● **Your task**: Can you rewrite the records below, swapping "single marker" for "one point" everywhere and leaving everything else unchanged?
━━━
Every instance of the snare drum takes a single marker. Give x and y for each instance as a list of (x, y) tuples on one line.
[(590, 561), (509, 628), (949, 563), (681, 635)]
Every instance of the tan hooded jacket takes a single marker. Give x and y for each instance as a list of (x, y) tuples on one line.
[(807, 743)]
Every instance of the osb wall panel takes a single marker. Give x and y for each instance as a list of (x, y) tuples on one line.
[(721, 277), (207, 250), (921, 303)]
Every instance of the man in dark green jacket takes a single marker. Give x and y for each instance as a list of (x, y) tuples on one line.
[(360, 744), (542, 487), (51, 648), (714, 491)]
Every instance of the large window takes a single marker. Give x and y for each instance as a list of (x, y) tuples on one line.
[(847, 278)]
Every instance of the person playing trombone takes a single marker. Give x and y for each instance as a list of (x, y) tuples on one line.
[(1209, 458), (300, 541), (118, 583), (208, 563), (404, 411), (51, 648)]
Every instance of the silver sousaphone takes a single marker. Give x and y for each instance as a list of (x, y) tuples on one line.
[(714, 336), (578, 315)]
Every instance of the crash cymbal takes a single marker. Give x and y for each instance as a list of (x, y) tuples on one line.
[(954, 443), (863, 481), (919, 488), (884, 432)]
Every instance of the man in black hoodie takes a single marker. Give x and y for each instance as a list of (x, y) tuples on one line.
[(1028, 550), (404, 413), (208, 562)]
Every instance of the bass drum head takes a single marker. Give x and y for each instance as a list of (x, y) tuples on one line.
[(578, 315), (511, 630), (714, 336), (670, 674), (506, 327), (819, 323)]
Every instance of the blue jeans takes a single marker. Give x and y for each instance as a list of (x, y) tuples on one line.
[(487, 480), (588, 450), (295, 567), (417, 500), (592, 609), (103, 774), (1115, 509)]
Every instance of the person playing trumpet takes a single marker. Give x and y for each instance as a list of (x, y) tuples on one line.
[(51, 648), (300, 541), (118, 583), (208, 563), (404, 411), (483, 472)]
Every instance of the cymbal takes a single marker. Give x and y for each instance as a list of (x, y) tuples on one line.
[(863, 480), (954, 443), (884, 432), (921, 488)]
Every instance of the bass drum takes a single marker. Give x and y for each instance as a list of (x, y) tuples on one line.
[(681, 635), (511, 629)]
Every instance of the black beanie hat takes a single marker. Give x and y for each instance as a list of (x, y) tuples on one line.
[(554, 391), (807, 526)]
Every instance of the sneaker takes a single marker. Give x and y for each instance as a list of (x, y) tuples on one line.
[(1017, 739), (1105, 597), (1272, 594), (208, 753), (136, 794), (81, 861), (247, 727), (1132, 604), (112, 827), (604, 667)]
━━━
● **Result of the task**:
Every instance of the snare drum takes a one point. Give x and y for each instance as a list of (x, y) tuples on one line.
[(590, 561), (509, 628), (949, 563), (681, 635)]
Every instance of the tan hooded jacket takes a one point. Give x and y for each instance as a list of (x, y) tuples on one line.
[(807, 743)]
Every instance of the osb wall panel takes a one point. Give x and y for each instance as a list of (x, y) tuples on one line.
[(721, 277), (207, 250), (921, 303)]
Every instance of the man in dark green jacket takes a one point. Give x and y for each instance as a list of (x, y) tuples on one line.
[(360, 744), (542, 487), (51, 648), (714, 491)]
Every instance of the large window takes a one point. Give x and y for each instance as a list of (x, y) tuples on one line.
[(847, 278)]
Every instance of the person playing trombone takes a one point. Give x and y for each instance as a list of (x, y) tuples on one line.
[(1209, 458), (300, 541), (118, 583), (208, 563), (404, 411), (51, 648)]
Every instance of the silver sousaphone takes a one point. Give x and y for each instance as a list of (x, y) tuples on one line.
[(714, 336), (578, 315)]
Every instance of the crash cymbal takes a one point. Give x and y for each instance as a list of (x, y) tuples on one line.
[(954, 443), (863, 481), (919, 488), (884, 432)]
Every instance of the man in black hoodie takes a one point. Give x and y for each instance as a list of (x, y) tuples on one line.
[(1028, 550), (404, 413), (208, 562)]
Every instance of the bass drum head takes a one point. Give x and y for each instance as a list of (x, y) tuples on one line.
[(578, 315), (511, 630), (714, 336), (670, 674), (506, 327), (819, 323)]
Every instance of the blue jeans takes a one point. Give x and y for each instance as a list of (x, y) tuples on one line.
[(487, 480), (588, 450), (295, 567), (417, 500), (592, 609), (103, 774), (1115, 509)]
Every instance of the person playing trumpet takes a one point. Give x and y for each instance as a list of (x, y) tuples on one line.
[(51, 648), (300, 541), (118, 583), (208, 563), (404, 411), (483, 472)]
Every instance of the cymbal takes a one point. Give x and y for each instance as a list of (x, y) tuples on one line.
[(863, 480), (954, 443), (884, 432), (921, 488)]
Every instance of the bass drum takes a one point. Give x and y for each instance as a list of (x, y) tuples on one line.
[(681, 635), (511, 629)]
Every instance of the black beanie hat takes a one point. Give x and y for each instance as a list of (x, y) tuples on one line.
[(554, 391), (807, 526)]
Every instance of the sneaker takes a one point. Give x and y for each instance as a list of (x, y) tuples on one line.
[(1017, 739), (1105, 597), (1272, 594), (208, 753), (136, 794), (81, 861), (247, 727), (1132, 604), (112, 827), (604, 667)]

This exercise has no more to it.